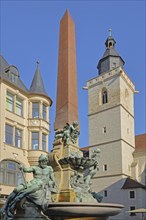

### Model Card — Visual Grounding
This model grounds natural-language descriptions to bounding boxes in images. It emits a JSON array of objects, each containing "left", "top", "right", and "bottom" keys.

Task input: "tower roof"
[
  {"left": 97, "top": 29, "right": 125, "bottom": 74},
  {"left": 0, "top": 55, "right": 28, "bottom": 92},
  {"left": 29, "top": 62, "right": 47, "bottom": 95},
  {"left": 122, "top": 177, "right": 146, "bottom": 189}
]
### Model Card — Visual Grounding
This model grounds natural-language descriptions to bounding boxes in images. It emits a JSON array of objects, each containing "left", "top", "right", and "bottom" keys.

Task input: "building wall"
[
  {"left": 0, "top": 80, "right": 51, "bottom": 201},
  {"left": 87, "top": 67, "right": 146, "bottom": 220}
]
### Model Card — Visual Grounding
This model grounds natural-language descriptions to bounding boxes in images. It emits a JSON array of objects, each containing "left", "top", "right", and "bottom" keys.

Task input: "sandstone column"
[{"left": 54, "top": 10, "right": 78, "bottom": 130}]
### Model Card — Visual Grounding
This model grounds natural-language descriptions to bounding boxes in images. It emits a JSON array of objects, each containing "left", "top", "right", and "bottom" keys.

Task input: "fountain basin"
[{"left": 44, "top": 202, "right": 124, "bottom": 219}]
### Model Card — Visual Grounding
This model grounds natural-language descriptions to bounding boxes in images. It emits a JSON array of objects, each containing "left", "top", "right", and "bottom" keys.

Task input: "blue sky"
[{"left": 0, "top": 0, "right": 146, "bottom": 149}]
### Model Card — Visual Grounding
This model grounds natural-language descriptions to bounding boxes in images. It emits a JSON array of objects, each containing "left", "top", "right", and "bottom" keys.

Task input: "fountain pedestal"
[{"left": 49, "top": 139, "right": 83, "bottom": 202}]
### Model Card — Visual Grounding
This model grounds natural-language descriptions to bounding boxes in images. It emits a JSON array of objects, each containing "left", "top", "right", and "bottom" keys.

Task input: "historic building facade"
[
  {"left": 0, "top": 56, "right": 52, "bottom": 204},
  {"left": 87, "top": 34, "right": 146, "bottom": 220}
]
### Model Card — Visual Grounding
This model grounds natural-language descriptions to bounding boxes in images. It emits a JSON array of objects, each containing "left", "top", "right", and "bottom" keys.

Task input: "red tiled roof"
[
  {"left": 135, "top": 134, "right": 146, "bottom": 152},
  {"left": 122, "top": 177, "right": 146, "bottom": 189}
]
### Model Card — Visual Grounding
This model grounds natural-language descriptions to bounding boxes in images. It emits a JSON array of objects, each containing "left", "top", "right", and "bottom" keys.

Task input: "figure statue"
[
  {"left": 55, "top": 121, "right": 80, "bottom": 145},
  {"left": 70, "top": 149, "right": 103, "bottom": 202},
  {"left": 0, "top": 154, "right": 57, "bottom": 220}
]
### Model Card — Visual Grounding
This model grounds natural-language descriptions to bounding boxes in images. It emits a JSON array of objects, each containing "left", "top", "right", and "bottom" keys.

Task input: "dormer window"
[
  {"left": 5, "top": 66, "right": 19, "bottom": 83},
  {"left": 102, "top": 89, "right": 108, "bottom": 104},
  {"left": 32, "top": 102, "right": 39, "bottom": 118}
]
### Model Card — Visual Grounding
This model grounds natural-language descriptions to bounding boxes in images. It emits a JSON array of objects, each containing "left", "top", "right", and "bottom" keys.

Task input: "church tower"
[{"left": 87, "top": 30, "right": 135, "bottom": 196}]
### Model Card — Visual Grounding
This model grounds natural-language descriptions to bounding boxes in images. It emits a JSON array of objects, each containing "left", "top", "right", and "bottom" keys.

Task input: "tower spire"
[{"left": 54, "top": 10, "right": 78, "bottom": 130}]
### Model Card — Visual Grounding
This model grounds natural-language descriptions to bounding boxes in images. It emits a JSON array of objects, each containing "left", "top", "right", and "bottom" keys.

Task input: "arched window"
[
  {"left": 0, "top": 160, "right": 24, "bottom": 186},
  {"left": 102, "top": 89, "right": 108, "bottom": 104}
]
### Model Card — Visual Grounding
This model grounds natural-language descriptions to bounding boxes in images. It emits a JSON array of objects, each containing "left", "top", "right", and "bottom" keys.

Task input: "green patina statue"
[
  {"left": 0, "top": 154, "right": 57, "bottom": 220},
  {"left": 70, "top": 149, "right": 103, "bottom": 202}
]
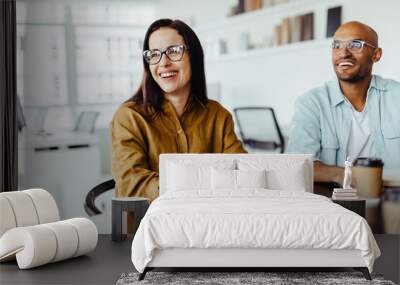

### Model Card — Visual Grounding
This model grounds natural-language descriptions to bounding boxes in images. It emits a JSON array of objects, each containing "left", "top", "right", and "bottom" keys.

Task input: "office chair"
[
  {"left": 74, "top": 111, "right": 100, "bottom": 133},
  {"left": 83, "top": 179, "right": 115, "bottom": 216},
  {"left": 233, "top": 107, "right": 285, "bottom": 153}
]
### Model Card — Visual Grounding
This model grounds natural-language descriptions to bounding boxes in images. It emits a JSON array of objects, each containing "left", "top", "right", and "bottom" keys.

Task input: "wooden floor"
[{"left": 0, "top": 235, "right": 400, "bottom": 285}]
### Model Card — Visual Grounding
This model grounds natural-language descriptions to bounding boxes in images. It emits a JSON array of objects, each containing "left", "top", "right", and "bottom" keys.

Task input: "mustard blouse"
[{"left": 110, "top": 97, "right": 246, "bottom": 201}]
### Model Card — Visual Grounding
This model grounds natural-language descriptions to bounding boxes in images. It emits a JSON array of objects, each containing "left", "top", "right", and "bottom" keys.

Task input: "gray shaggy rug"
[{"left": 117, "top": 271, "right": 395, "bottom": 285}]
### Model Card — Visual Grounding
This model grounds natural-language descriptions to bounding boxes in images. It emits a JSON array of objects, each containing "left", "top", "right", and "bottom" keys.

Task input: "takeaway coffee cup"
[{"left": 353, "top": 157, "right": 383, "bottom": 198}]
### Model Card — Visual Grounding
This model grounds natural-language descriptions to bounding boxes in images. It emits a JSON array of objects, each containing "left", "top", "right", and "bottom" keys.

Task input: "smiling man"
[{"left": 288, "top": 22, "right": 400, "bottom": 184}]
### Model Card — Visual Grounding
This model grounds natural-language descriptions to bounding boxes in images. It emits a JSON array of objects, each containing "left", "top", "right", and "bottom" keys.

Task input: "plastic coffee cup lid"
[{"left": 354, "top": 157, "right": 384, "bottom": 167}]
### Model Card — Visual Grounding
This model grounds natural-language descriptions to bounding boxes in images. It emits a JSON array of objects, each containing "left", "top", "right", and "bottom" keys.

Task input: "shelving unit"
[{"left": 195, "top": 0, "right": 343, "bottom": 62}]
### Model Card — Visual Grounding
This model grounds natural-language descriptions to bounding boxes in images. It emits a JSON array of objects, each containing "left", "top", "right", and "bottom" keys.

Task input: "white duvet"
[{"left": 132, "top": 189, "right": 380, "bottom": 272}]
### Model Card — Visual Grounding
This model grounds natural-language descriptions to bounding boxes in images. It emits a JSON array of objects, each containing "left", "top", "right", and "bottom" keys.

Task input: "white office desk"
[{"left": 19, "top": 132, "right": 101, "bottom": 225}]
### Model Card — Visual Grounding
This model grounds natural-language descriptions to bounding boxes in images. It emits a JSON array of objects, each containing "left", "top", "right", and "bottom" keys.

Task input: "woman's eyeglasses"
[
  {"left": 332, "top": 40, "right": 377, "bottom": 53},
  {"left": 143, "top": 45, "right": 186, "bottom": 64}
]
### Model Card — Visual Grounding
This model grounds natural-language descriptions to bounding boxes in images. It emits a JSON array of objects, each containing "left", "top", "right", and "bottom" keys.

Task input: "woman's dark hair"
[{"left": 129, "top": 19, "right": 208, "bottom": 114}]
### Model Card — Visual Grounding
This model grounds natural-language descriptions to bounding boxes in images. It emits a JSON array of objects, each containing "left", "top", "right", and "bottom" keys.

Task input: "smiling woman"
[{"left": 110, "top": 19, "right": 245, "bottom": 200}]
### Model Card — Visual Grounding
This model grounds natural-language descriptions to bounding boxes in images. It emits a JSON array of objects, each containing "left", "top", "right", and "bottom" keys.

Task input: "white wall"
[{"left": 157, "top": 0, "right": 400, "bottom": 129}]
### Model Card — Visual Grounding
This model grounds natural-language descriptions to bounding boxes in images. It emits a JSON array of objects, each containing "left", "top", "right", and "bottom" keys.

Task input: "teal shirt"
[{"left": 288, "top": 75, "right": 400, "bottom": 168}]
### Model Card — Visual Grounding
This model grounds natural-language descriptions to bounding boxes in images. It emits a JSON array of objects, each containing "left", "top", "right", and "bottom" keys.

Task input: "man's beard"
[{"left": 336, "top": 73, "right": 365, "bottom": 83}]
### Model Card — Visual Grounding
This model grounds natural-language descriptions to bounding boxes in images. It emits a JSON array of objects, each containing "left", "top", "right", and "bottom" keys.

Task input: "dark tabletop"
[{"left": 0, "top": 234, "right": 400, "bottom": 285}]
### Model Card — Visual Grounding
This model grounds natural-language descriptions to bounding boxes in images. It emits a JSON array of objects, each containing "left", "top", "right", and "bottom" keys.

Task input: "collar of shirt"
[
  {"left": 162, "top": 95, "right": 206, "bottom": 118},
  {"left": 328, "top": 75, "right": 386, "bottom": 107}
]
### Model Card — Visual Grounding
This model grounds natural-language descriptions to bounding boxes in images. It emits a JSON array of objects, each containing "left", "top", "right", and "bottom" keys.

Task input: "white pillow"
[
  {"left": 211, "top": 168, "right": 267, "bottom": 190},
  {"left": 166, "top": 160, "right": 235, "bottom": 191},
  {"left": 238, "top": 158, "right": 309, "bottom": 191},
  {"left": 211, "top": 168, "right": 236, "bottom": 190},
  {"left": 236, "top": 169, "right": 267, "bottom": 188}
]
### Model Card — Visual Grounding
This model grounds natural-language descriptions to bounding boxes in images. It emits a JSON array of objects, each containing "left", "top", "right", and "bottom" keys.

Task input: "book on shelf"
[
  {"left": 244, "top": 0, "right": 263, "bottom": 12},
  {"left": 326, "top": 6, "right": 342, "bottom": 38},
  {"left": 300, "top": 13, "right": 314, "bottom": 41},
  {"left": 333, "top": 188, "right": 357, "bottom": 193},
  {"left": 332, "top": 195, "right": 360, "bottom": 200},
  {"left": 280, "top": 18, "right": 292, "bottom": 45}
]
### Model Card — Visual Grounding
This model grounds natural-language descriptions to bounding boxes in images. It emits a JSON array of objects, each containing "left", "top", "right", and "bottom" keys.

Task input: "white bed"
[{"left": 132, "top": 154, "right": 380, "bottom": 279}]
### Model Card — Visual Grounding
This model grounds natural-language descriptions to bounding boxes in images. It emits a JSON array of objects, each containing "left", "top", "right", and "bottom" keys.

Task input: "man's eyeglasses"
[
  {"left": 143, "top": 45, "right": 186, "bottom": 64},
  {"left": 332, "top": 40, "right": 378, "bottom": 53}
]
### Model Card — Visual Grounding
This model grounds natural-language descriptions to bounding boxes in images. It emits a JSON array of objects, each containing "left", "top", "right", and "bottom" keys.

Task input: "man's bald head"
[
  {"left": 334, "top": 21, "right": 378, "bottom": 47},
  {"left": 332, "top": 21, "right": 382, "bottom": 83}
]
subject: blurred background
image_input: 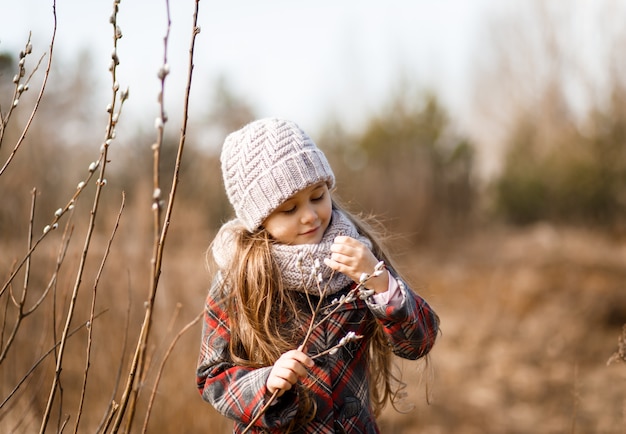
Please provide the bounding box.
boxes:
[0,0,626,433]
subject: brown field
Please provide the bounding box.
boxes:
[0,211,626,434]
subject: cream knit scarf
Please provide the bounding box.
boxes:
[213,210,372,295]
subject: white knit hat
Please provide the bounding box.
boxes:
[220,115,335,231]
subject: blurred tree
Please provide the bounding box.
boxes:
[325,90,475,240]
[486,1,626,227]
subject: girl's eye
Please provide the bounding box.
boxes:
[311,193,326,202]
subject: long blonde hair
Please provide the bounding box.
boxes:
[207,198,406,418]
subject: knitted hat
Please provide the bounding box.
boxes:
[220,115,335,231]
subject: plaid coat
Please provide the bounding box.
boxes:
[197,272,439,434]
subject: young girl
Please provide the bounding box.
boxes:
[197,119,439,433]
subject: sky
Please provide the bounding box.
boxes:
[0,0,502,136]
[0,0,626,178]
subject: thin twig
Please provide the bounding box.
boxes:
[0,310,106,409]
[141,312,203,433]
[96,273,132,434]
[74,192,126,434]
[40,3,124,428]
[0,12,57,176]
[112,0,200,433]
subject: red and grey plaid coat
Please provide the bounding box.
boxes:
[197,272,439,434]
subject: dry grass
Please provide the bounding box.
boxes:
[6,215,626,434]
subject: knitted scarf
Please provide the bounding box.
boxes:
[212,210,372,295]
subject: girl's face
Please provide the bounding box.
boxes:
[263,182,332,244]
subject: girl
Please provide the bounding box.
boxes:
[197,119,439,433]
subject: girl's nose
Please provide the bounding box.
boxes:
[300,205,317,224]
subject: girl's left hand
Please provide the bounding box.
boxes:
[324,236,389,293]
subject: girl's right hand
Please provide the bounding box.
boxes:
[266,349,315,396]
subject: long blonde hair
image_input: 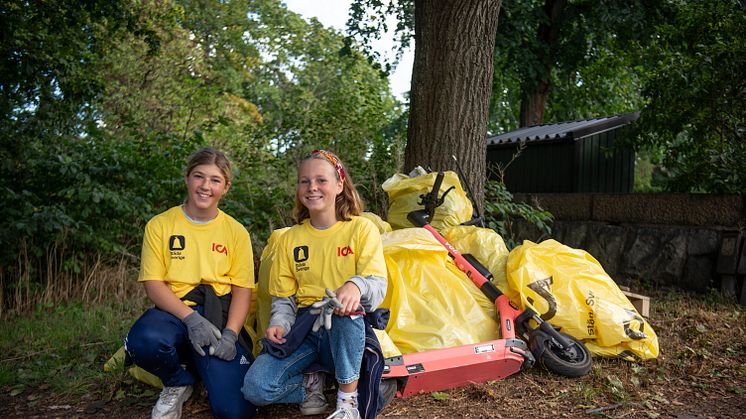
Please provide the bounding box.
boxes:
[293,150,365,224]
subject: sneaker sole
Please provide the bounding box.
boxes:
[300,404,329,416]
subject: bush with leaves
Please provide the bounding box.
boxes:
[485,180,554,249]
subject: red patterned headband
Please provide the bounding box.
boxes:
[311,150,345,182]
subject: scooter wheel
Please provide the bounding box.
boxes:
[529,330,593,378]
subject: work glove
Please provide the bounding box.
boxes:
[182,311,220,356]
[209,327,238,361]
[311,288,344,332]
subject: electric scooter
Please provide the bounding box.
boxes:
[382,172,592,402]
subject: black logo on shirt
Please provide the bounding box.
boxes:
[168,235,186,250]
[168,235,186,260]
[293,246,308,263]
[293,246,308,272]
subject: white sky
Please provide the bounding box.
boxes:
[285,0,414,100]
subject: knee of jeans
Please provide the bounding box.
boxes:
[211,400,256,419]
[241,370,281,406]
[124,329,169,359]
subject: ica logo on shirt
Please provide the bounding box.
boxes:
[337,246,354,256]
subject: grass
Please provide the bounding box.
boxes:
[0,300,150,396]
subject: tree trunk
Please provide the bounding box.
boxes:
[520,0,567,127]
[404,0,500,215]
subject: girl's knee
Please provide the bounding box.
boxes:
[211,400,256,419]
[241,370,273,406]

* * * * * * *

**Directions**
Arrange the lines from the one containing "subject: knitted scarf" through the one containing "[324,236,389,293]", inclusive, as a Markdown table with the columns Row and Text. Give each line a row number and leave out any blank lines.

**Task response**
| Row | Text |
|---|---|
| 1 | subject: knitted scarf |
| 2 | Please provide the bounding box. |
| 3 | boxes: |
| 4 | [212,210,372,295] |
| 5 | subject: girl's face |
| 6 | Please provide the bounding box. |
| 7 | boxes: |
| 8 | [263,182,332,244] |
| 9 | subject: girl |
| 10 | Please provide the bounding box. |
| 11 | boxes: |
| 12 | [197,119,439,433] |
| 13 | subject: girl's nose |
| 14 | Please provide the bounding box. |
| 15 | boxes: |
| 16 | [300,205,317,224] |
| 17 | subject: girl's left hand |
| 18 | Please provide the bounding box. |
| 19 | boxes: |
| 20 | [324,236,389,293] |